▶ Problem to work on
Continue the post on beekeepers and cancer from the point at which it stops.

▶ Supplied text
--*--
Sunday, January 01, 2012

Beekeepers Have Low Incidence of Cancer

Honeybees Health Benefits and Cancer
Inform Africa, December 25, 2011

…Beekeepers have the lowest incidence of cancer of all the occupations worldwide. This fact was acknowledged in the annual report of the New York Cancer Research Institute in 1965. Almost half a century ago, the Journal of the National Cancer Institute, Vol. 9(2), Oct., 1948, published a report by William Robinson, M.D., et al., in which it was claimed that bee pollen added to food (in the ratio of 1 part to 10,000) prevented or delayed the appearance of malignant mammary tumour.

L.J. Hayes, M.D had the courage to announce, “Bees sterilise pollen by means of a glandular secretion antagonistic to tumours.” Other doctors, including Sigmund Schmidt, M.D., and Ernesto Contreras, M.D., seem to agree that something in pollen works against cancer.

Dr W. Schweisheimer also said that scientists at the Berlin Cancer Institute in Germany had never encountered a beekeeper with cancer. A French study concerning the cause of death of 1,000 beekeepers included only case of a beekeeper that died of cancer. The incidence of cancer-caused deaths in a group of French farmers was 100 times higher than the group of beekeepers.

Till date, no study has faulted the fact that beekeepers have very low, almost negligible incidence of cancer worldwide. Due to the weight of this fact and coupled with his experience, John Anderson, Professor of beekeeping, University of Aberdeen, unequivocally declared: “Keep bees and eat honey if you want to live long. Beekeepers live longer than anyone else”.

But why and how do bee stings prevent or heal cancer? First, the major component of bee sting venom is mellitin, which has powerful bacterial and cytotoxic properties. The mellitin in bee venom activates two main glands – adrenal cortex and the hypophysis, which in turn begin to secrete hormones that have strong anti-inflammatory effect. Cancer and many other degenerative diseases are often preceded by inflammation. Bee venom also stimulates the immune system and cancer is less likely to gain a foothold in those with strong immune system.

Nothing promotes blood circulation better than the bee venom, which dissolves plaque in blood vessels and flush it out to ensure free flow of blood. Bee venom contains proteins and amino acids (18 of the 20 obligatory amino acids). When small doses of bee venom gets into the blood they compensate for the deficit of amino acids, make active hormones and vitamins, lower the level of cholesterol and have a positive effect on fat metabolism…


Anonymous said...

That is a nice story, but another study in the US indicated that beekepers only have a reduced risk of dying of lung cancer (which could be due to many factors, including fewer smokers), while they die of other types of cancers at pretty much a normal rate.

J Occup Med. 1979 Dec;21(12):811-3.

Cancer mortality among beekeepers.

McDonald JA, Li FP, Mehta CR.
--*--
[Point localization data]
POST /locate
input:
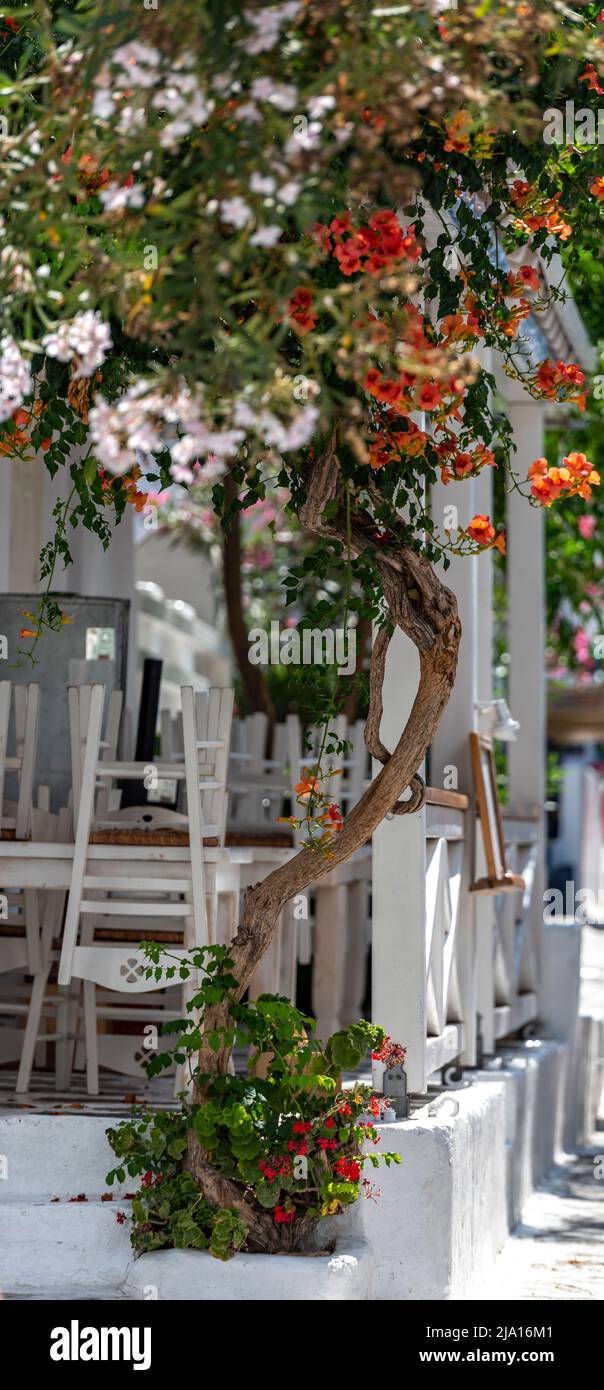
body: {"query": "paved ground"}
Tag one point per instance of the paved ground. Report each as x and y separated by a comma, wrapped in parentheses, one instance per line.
(557, 1253)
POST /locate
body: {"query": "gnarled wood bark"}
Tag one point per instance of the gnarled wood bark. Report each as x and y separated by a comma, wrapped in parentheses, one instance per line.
(425, 609)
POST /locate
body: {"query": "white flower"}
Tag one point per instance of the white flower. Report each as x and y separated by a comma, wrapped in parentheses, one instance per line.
(265, 236)
(139, 63)
(267, 25)
(103, 103)
(318, 106)
(289, 193)
(235, 211)
(306, 138)
(84, 339)
(278, 93)
(121, 195)
(15, 378)
(296, 435)
(249, 111)
(261, 184)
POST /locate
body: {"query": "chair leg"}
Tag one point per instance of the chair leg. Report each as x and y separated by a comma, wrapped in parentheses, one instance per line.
(90, 1034)
(32, 930)
(288, 954)
(32, 1029)
(356, 954)
(267, 975)
(329, 955)
(67, 1026)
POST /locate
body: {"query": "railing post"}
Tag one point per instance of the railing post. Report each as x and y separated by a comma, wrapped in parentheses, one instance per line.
(471, 581)
(526, 640)
(399, 950)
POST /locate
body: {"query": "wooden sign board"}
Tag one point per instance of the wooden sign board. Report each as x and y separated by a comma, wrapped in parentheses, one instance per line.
(499, 879)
--*--
▶ Answer space
Carcinogenic effects of bee venom were evaluated in a mortality study of 580 occupationally exposed beekeepers. The subjects were identified through obituary notices published between 1949 and 1978 in three journals of the U.S. beekeeping industry. Death certificates of beekeepers were examined for causes of mortality, and proportionate mortality ratios were compared with those for the general U.S. population. Beekeepers had a slightly lower than expected fraction of deaths from cancer. The deficit of lung cancers in male beekeepers was significant (p less than 0.05) and may indicate that fewer beekeepers were cigarette smokers. The frequencies of other cancers did not differ significantly from expectation. Non-Hodgkin lymphoma developed in four persons, and was expected in two. Mortality from diseases other than cancer showed no unusual patterns. At least two persons died from accidents directly related to the care of beehives. Analysis of a subgroup of 377 males with major roles in the beekeeping industry showed no substantial differences in distribution of causes of death. This study of beekeepers reveals neither adverse nor beneficial effects of intense exposure to bee stings.

PMID: 536856

Anonymous said...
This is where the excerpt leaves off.